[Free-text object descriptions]
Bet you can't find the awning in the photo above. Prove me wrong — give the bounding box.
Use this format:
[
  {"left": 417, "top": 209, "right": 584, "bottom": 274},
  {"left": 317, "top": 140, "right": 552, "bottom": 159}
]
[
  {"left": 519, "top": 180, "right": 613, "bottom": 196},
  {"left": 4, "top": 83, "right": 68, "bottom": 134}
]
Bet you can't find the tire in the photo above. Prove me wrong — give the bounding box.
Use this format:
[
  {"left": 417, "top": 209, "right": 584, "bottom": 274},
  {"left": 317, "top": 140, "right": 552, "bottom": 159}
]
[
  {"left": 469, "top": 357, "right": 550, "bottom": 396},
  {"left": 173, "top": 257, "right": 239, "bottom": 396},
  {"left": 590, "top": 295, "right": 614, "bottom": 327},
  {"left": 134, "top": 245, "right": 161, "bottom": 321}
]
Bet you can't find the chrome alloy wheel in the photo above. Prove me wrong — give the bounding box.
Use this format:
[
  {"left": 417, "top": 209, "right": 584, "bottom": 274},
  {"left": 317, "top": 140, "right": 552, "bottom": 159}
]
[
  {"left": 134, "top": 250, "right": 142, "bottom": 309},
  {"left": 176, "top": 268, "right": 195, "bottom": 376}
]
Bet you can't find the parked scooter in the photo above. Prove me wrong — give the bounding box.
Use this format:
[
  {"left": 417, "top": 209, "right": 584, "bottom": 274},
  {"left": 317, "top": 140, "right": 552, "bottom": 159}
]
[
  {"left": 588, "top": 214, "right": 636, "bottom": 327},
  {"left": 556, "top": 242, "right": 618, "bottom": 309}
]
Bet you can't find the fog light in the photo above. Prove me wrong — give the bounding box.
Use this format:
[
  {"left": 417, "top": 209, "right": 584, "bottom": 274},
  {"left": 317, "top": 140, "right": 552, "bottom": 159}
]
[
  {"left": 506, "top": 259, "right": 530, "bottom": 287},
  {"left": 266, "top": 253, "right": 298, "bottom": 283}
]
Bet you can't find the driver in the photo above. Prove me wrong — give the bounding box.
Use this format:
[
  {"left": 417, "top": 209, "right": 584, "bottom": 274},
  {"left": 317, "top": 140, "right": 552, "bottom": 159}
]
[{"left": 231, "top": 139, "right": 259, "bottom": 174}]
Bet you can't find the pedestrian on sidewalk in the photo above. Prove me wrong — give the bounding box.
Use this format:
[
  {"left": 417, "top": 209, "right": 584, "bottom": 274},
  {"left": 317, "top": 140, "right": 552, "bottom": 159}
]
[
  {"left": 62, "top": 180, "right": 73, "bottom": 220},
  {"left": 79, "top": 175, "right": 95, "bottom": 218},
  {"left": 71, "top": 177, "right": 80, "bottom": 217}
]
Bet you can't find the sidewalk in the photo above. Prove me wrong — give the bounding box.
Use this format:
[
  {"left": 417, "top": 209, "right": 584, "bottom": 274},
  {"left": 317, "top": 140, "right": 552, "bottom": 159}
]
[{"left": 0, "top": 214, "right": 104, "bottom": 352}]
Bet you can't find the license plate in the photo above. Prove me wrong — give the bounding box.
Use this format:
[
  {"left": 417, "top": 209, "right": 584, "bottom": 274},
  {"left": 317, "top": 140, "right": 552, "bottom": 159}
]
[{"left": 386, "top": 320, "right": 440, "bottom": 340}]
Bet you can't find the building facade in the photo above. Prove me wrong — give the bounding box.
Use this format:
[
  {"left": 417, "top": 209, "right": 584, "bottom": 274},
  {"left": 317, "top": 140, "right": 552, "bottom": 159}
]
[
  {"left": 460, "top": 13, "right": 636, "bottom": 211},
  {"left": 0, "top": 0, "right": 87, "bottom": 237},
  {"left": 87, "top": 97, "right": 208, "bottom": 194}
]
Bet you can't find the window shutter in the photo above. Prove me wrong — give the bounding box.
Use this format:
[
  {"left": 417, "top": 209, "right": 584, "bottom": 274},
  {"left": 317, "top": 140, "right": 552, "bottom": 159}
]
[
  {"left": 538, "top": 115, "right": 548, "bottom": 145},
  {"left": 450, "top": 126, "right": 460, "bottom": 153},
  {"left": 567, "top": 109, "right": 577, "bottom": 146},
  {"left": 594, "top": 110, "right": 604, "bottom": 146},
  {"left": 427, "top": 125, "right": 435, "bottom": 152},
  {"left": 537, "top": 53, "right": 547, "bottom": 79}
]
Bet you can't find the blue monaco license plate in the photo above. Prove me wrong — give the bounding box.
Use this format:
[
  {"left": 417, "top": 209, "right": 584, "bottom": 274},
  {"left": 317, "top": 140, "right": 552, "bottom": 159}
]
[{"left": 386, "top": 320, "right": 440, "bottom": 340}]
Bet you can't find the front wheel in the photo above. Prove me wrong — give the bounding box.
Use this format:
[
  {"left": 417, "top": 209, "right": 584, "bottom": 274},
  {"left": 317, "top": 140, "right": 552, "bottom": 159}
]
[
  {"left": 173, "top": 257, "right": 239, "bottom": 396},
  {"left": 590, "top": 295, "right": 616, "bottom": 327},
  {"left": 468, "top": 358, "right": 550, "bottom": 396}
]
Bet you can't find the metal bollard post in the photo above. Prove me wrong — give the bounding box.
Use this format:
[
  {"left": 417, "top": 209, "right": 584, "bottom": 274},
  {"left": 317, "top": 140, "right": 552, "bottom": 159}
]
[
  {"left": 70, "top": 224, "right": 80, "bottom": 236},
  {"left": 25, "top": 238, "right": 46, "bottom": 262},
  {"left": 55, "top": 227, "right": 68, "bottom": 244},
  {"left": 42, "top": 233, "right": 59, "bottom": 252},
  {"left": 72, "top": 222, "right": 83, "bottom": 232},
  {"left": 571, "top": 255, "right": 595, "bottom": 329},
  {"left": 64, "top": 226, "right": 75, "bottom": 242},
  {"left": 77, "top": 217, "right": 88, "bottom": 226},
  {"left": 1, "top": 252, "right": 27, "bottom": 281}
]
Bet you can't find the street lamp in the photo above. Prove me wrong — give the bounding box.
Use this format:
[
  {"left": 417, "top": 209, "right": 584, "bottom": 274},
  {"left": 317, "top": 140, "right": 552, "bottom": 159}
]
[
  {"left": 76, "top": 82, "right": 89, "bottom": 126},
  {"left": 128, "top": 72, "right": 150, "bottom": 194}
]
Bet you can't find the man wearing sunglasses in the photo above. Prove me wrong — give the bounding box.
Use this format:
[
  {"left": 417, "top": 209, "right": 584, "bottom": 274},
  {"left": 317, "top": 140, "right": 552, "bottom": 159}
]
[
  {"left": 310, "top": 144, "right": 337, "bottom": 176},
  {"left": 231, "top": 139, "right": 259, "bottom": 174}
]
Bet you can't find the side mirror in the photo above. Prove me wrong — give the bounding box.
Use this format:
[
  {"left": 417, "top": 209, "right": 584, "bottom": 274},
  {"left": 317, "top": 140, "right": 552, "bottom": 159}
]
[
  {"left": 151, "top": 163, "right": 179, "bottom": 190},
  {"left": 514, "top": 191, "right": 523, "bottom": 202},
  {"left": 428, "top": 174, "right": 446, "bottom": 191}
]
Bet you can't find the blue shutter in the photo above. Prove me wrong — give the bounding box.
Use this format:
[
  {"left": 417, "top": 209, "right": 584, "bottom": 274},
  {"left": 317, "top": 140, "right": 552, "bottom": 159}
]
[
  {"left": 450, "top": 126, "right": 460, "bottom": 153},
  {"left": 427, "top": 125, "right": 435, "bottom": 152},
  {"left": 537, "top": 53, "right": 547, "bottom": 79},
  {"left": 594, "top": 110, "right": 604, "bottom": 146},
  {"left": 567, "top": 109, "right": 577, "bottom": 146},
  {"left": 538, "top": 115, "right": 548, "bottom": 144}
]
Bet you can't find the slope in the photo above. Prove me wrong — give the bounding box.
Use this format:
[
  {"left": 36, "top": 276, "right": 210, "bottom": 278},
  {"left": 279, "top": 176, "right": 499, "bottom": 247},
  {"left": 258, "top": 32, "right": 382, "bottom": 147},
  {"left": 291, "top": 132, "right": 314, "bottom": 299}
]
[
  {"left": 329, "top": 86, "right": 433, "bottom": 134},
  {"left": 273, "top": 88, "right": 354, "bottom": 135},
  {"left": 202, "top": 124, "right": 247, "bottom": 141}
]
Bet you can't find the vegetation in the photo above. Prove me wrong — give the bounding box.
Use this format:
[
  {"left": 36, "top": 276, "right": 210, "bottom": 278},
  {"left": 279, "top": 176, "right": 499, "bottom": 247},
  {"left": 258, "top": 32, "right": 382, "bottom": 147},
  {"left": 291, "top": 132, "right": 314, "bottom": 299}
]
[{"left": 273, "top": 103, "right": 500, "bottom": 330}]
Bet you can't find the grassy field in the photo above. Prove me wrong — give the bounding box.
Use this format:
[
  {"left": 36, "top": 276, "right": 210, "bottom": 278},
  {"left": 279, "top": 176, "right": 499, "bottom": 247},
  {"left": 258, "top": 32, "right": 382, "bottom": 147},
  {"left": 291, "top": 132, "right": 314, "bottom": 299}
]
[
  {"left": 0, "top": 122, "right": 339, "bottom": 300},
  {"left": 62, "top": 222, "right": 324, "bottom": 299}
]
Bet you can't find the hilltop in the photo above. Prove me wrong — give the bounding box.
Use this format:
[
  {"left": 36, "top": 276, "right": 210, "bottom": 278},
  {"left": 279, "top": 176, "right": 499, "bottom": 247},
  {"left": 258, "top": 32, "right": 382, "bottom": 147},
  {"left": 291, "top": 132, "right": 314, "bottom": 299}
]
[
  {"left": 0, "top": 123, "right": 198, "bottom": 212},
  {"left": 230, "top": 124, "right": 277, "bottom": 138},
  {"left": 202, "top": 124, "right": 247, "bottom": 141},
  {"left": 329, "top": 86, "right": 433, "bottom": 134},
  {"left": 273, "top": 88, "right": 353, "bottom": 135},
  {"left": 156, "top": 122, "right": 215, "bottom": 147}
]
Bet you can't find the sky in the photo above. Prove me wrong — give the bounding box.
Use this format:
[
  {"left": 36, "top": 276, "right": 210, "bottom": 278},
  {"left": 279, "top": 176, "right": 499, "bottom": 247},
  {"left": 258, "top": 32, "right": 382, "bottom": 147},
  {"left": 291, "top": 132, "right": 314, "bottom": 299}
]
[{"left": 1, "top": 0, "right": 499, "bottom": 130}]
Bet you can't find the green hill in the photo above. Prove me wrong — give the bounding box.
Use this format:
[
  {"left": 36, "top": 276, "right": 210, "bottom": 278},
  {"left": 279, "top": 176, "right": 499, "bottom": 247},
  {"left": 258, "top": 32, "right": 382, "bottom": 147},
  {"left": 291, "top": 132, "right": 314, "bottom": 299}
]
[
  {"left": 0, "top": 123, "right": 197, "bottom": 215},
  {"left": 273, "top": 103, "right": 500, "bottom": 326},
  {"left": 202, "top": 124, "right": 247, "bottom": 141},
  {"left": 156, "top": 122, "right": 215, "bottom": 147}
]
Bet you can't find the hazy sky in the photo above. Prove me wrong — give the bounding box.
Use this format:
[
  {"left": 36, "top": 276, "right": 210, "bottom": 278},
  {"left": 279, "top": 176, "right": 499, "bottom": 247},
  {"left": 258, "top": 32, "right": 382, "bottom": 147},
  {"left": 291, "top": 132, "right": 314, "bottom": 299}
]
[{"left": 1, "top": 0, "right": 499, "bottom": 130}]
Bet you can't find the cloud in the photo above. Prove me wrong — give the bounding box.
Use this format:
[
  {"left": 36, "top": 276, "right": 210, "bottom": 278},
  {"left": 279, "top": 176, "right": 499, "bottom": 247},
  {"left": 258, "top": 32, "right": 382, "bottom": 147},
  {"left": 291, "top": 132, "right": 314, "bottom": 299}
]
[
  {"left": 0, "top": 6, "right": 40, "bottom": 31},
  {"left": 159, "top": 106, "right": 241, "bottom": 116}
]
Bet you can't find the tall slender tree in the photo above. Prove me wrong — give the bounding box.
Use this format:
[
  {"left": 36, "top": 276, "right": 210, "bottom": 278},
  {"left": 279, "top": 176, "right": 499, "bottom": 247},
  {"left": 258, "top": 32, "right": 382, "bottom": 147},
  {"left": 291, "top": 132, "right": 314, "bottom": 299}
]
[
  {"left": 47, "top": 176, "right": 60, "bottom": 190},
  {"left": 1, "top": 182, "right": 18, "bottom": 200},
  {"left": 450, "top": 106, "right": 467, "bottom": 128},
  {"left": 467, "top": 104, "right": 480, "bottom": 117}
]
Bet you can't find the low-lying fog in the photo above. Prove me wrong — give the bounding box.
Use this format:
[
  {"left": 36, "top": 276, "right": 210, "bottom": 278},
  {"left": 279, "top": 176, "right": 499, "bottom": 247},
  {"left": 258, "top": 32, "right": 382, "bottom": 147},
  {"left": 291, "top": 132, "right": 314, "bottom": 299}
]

■ **EXERCISE**: For each line of the data that includes the word "plate", return a copy of it.

■ **RESPONSE TO THE EXERCISE**:
Bet you can't find the license plate in the photo above. Prove me wrong — give the bounding box.
Bet you can't find the blue monaco license plate in the photo above. Prove me wrong — give the bounding box.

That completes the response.